AIM A - In the article about Venmo, how much was debited from Chris Grey's Chase account through the app?
AIM B - Continue the article about the Venmo account takeover from where it stops.

Two twentysomethings hop out of a cab. They get dinner. They grab drinks at a bar. Neither stops to worry about splitting the tab. “Just Venmo me,” one says.
That’s how most stories about Venmo, the popular mobile-payment app, begin. First there’s a short anecdote illustrating how Venmo is fast, casual, convenient, and trendy. There might be a moment of conversion: At first, one of those twentysomethings is nervous about sending real money through a mobile app, but after trying Venmo and witnessing its amazing ease and speed, he becomes a proponent of the service as quickly as Venmo became a verb.
This is not one of those stories. It starts, instead, with Chris Grey, a 30-year-old Web developer in New York City, waking up last Thursday to a notification from Chase bank that his account had a pending transaction involving a large sum of money. At first glance, he thought his tax refund must have come through. He’d already paid his rent for the month, so he figured the alert must be for an incoming amount. “Then I did a double take,” he says.
Chase had pinged Grey not about a credit to his account, but a debit for $2,850, through Venmo. Confused, Grey tried to pull up his Venmo account, but his password no longer worked. He used the reset option to get in, then inspected his settings. Under email authentications, a new address appeared. Notifications were disabled. Grey’s payment history showed that the funds—slightly below Venmo’s weekly sending limit of $2,999.99—had been sent at 3:09 p.m. the day before to a user he didn’t recognize. Some text listed the transaction’s ominous-sounding purchase: “for about time.”

SOURCE MATERIAL -
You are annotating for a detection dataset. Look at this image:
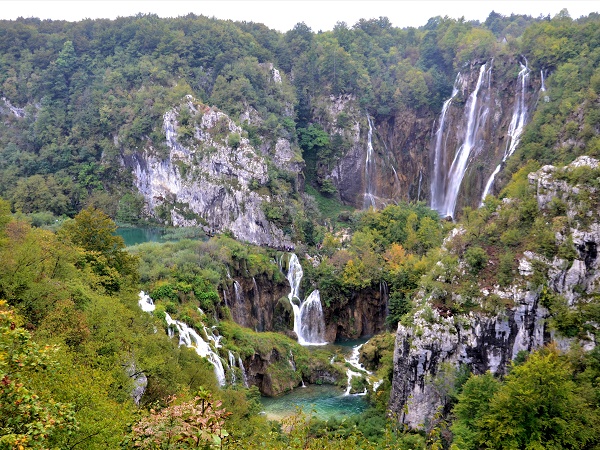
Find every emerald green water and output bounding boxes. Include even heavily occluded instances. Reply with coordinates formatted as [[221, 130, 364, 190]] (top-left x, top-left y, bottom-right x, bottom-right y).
[[261, 385, 367, 420]]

EXPECTED ANSWER A - $2,850

EXPECTED ANSWER B -
Clearly, something was wrong—yet Venmo hadn’t notified Grey that anything suspicious could be going on. “I never got an email that my password had changed, that another email was added to my account, that another device was added to my account, or that a lot of my settings had changed,” he says. A colleague and I were able to duplicate this lack of notification with a quick test: Venmo doesn’t alert you if your password or email credentials change from within the account. “There are basic security holes that you could drive a truck through,” Grey says.
These shortcomings should be concerning for any service that handles sensitive financial information, but particularly so for Venmo, which has set its sights on becoming the dominant mobile app for peer-to-peer financial transactions in the United States. In the third quarter of 2014, Venmo processed $700 million in payments—nearly five times the transaction volume it did in the same period a year earlier. Venmo doesn’t share its user numbers, but eBay chief executive John Donahoe has dropped hints. “Venmo is on fire,” he said last month during eBay’s fourth-quarter earnings call. “If you go to any college campus across America, they talk about Venmoing money to each other.”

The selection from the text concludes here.